> Task details
Reproduce the part of the tube circuit writeup between "I will not lie" and "in this circuit.", inclusive, word for word.
======== Supplied passage
I designed, tested, and intended for this circuit to work with a B+ voltage of 48VDC. This is low in comparison to most tube circuits, which often require a B+ voltage of at least 200VDC. You may get it to work at 12VDC or 120VDC but you will need to make adjustments that are beyond the scope of this writeup.

The power supply I used is a self-contained AC/DC supply from Meanwell. The part number is IRM-90-48ST. It takes 1.88A at 100-240VAC, 50 or 60 Hz directly and puts out +48VDC at 1.9A. It is fairly small and unobtrusive. As I built my Tower in an old test equipment enclosure (a Ballantine 300D VTVM if you're curious), I had plenty of room to spare.

To get the roughly 1.4A of 6V required for the filaments, I installed a 6.3V, 3A transformer in the enclosure, as seen below. (Click on the images to expand, right-click and select 'Open image in new tab' to see full size.)

As with most things, there are a thousand different ways you could get filament power and B+ voltage to the circuit. DC/DC buck or boost converters, switch mode supplies, linear regulators, etc. Most of the 'Nixie'-style SMPS boards available will work just fine without any added noise. I just used what I had in my parts bin.

Ultimately, I did what most designers seem to do - I left the power supply out. This serves multiple purposes. It is much simpler to draw; it leaves the question of power supply to the end builder to answer; and it tends to ward off anybody who wants to build this, but doesn't really have the knowledge or ability to build it correctly and troubleshoot the circuit when it inevitably goes pear-shaped.

Is it gate-keeping? Yes, it is, but it isn't frivolous, nor is it born of any ill-intent. This isn't a hobby project in the same vein as, say, scrapbooking. Or whatever the hell normal people do.

III. Block Diagram.

(Why did I make a block diagram? I don't know. They had one in all the service manuals for every old, battered piece of test equipment that I've restored...)

IV. Input Stage and First Stage Amplifier.

I will not lie - the old adage 'good artists copy, great artists steal' has been taken almost literally in regards to this first part of the circuit. This input stage is entirely lifted from the Metasonix TM-7 Scrotum Smasher (and subsequently the TM-5 preamp). It is a shit resistance-coupled amplifier stage, and it is designed to be shit on purpose. Guitar nerds and hi-fi snobs would probably have an apoplexy if they saw this. I mean, the plate current is only 222 fucking MICRO amps?! That can't POSSIBLY be ANYWHERE near the LINEAR REGION, RIGHT?!

Piss-taking aside - Component values have been changed based on my personal tastes and what I was trying to achieve. I used 1uF for cathode bypass as opposed to 47uF, for example, because a higher bypass cap muddied things up too much for what I was doing with it in this circuit.
================
======== Provided material
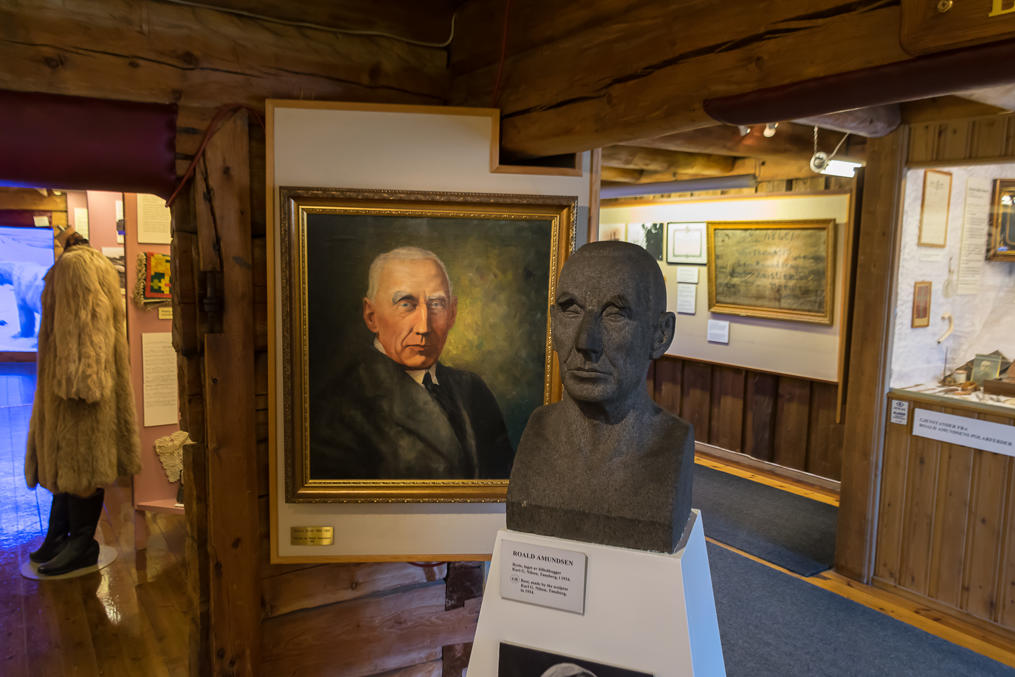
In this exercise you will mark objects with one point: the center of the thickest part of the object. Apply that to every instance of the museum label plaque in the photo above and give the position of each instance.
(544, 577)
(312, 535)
================
> Reply to the exercise
I will not lie - the old adage 'good artists copy, great artists steal' has been taken almost literally in regards to this first part of the circuit. This input stage is entirely lifted from the Metasonix TM-7 Scrotum Smasher (and subsequently the TM-5 preamp). It is a shit resistance-coupled amplifier stage, and it is designed to be shit on purpose. Guitar nerds and hi-fi snobs would probably have an apoplexy if they saw this. I mean, the plate current is only 222 fucking MICRO amps?! That can't POSSIBLY be ANYWHERE near the LINEAR REGION, RIGHT?!

Piss-taking aside - Component values have been changed based on my personal tastes and what I was trying to achieve. I used 1uF for cathode bypass as opposed to 47uF, for example, because a higher bypass cap muddied things up too much for what I was doing with it in this circuit.